> PROVIDED TEXT
##############################

Information Literacy Tools: Evaluating and Using Sources

https://infoguides.rit.edu/prf.php?id=5905b1ba-7cdb-11ed-9922-0ad758b798c3

Evaluating Sources

It is important to determine the credibility and validity of anything you read, whether it's an Instagram post or a medical journal article.

Important Questions

Scholarship and academic publishing is a form of conversation and is contextual, ask your self questions like:

- What is the PURPOSE of this article?

- Who is the intended audience of this article?

- Is this article is a response to previous research?

- Who wrote this article?

- - Are they getting paid?

- - Is this their opinion?

- - Has this been peer-reviewed or checked for credibility? 

- Is this article and the publication current and reliable? 

 

 

What is peer-reviewed?

When an article has been peer-reviewed, the information has been vetted and validated by the peers of the author. This helps ensure that information is valid. 

What makes something scholarly?

##############################

> AVAILABLE DATA

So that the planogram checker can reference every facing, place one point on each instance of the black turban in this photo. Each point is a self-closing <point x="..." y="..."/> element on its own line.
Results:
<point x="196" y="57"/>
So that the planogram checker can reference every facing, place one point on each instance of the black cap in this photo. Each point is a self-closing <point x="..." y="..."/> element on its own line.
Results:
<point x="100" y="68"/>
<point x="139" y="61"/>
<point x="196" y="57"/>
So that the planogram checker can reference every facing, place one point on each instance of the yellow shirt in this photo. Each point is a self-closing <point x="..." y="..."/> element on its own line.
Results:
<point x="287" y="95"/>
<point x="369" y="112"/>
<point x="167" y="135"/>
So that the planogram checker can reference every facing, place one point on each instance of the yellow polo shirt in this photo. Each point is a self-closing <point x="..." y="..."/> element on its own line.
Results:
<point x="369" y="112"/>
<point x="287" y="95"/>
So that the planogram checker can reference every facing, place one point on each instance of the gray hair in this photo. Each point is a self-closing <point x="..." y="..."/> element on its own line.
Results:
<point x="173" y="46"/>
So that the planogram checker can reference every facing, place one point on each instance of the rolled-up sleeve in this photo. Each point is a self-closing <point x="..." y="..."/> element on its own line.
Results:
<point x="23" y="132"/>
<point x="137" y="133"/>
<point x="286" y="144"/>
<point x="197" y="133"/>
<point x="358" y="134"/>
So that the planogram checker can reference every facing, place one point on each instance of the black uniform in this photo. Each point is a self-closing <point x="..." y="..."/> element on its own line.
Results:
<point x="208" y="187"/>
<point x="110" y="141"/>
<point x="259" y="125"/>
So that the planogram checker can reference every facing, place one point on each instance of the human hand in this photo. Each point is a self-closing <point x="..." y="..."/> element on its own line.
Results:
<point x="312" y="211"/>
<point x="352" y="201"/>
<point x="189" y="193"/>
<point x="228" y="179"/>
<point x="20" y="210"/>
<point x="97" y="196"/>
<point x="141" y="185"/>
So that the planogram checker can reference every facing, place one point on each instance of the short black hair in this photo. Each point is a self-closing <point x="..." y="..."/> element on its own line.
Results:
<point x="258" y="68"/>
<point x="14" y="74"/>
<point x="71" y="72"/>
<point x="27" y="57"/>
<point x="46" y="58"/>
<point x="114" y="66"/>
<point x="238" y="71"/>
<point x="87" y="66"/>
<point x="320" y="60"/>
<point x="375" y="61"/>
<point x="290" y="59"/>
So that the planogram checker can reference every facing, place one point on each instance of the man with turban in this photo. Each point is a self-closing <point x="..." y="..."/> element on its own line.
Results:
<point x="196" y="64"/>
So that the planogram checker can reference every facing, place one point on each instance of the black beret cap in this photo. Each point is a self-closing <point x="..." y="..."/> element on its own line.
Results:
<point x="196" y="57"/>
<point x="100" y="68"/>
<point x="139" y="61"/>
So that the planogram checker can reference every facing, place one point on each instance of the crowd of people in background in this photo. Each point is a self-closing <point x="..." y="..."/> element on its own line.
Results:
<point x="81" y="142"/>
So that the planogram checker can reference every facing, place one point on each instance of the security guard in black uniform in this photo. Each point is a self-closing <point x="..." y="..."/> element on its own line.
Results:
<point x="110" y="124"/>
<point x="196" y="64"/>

##############################

> WHAT YOU WILL DO
1: According to the guide on evaluating sources, why does it matter whether an article has been peer-reviewed? Answer in one to three sentences.
2: Write the next part of the guide on evaluating sources, following on from its final heading.

> ANSWERS FOR THE TASKS
1: A peer-reviewed article has had its information vetted and validated by the author's peers. That review helps ensure the information is valid.

2:
Scholarly simply refers to information that involves or is related to higher education, academic study, and research. 

Lateral Reading

Lateral reading is the act of verifying what you are reading by conducting simultaneous research on things like the author and publication. 

You are evaluating the resources you are finding and deepening your knowledge about your topic, and who is invested in your topic. 

Citations

It is important to keep track of your sources, record them, and cite them for both you and your readers. Citations help your readers verify what you are saying, but it also helps prevent you, the writer, from plagiarizing. 

Plagiarizing is the act of using someone else's ideas, words, data, or more as your own.